═════ 数据集摘录

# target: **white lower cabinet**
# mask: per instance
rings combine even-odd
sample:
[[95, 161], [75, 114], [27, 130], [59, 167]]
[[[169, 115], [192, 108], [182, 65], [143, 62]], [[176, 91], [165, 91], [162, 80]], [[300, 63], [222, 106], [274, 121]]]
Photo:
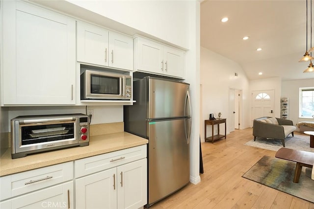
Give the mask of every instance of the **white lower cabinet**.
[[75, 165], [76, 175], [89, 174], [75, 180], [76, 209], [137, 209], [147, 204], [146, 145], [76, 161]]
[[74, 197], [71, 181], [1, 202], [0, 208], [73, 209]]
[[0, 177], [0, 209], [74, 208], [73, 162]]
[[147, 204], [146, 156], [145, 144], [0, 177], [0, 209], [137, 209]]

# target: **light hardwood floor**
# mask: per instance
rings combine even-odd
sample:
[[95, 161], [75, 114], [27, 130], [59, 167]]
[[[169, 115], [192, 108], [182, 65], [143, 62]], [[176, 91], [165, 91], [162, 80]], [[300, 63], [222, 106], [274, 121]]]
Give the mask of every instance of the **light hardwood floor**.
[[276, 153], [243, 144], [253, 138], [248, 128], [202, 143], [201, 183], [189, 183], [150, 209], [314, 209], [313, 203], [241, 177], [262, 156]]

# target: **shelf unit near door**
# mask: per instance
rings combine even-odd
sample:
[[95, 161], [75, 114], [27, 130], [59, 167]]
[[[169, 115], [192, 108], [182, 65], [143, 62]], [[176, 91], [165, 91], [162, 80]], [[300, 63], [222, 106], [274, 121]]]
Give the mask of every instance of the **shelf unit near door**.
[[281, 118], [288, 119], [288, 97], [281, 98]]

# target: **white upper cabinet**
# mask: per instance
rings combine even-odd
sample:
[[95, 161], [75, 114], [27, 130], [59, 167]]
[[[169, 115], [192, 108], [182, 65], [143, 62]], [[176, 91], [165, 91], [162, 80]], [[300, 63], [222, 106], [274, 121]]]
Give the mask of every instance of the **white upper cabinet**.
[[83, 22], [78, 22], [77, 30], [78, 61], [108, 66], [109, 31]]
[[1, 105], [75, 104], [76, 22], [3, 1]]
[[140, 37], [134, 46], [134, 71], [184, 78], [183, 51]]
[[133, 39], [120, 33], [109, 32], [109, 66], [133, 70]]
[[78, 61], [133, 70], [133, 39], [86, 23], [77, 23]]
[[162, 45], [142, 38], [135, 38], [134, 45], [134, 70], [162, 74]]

══════════
═════ 数据集摘录

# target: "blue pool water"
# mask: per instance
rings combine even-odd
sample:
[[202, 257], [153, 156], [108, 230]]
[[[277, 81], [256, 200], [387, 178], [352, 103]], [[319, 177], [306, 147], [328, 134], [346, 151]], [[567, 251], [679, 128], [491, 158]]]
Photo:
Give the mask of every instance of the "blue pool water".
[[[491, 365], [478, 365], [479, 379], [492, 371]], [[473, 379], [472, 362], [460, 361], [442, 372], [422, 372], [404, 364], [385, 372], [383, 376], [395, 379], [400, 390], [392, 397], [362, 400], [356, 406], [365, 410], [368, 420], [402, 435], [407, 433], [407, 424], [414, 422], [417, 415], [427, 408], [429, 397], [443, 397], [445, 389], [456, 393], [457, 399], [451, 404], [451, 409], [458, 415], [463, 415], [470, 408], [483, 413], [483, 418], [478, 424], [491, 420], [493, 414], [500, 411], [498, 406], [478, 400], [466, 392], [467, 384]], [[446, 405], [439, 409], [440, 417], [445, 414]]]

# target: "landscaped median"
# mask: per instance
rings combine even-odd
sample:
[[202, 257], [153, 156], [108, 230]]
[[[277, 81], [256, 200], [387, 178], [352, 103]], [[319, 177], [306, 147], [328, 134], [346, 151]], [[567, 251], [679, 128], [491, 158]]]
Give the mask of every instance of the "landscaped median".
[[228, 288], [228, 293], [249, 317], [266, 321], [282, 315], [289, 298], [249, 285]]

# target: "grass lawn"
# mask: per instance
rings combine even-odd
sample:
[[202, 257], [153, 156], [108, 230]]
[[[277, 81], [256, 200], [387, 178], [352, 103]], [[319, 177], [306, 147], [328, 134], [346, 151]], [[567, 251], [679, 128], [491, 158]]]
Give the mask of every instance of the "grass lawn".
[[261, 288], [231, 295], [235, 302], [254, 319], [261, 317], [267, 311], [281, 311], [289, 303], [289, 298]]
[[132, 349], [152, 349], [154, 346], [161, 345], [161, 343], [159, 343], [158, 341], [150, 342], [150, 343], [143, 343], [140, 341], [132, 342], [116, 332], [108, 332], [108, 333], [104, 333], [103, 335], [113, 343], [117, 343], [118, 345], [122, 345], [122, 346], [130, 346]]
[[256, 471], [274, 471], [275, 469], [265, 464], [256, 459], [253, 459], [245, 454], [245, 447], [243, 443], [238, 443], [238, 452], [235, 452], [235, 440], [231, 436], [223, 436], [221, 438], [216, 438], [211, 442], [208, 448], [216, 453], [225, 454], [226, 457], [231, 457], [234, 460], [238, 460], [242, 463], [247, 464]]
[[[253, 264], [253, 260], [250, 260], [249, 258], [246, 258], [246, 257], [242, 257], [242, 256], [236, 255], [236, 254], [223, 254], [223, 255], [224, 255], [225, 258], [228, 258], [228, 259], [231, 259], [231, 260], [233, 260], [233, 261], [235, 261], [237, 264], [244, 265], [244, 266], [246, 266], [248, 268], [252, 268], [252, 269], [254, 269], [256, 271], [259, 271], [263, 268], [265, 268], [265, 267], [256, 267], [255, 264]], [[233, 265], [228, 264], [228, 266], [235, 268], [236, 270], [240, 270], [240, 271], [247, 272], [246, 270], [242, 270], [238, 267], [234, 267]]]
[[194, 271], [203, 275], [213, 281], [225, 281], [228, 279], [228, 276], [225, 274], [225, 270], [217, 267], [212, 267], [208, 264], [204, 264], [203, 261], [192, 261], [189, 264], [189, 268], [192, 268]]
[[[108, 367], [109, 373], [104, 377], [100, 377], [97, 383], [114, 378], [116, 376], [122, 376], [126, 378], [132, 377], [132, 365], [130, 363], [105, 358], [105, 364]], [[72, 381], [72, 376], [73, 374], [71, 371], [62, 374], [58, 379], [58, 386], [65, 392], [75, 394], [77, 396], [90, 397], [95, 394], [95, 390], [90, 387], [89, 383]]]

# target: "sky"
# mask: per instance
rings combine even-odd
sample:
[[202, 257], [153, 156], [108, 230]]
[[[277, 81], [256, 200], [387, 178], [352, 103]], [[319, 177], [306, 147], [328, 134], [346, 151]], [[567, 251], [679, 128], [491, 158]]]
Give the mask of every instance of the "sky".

══════════

将材料中从含有“# target: **white lower cabinet**”的那一行往下直到含有“209], [137, 209]]”的那一行（首尾两行均计入）改写为 JSON 字符串列表，每行对应一个字符串，空行不计。答案中不要包含图片。

* 正确答案
[
  "# target: **white lower cabinet**",
  "# mask: per instance",
  "rings combine even-odd",
  "sample:",
  "[[95, 161], [75, 114], [27, 130], [59, 167]]",
  "[[[169, 115], [192, 108], [182, 65], [143, 62]], [[176, 91], [165, 91], [162, 80]], [[300, 63], [222, 106], [274, 121]]]",
  "Photo:",
  "Give the mask of every instance of the **white lower cabinet**.",
  "[[75, 165], [76, 175], [89, 174], [75, 180], [76, 209], [137, 209], [147, 204], [146, 145], [76, 161]]",
  "[[74, 197], [71, 181], [1, 202], [0, 208], [73, 209]]",
  "[[0, 177], [0, 209], [74, 208], [73, 162]]",
  "[[147, 204], [146, 156], [145, 144], [0, 177], [0, 209], [137, 209]]"
]